Data entries
>> Begin

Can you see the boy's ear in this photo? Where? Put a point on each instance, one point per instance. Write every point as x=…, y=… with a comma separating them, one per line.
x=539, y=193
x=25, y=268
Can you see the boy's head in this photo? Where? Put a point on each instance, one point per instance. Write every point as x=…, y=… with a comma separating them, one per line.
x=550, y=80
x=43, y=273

>> End
>> Begin

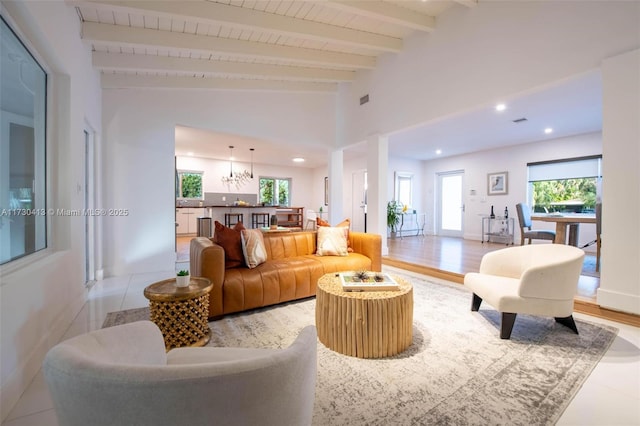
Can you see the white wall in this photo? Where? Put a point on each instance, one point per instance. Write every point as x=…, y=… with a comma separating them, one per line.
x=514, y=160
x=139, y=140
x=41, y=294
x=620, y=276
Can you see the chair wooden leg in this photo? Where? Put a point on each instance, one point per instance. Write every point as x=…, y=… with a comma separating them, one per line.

>> End

> Do this
Rewrite the lines between the one holding "Can you see the boy's ear" and the one holding "x=25, y=268", inclusive, with "separating" changed to "dividing" and nothing else altered. Return only those lines.

> The output
Can you see the boy's ear in this photo? Where? Put a point on each instance, one point per instance. Write every point as x=…, y=… with a comma dividing them, one per line.
x=539, y=193
x=25, y=268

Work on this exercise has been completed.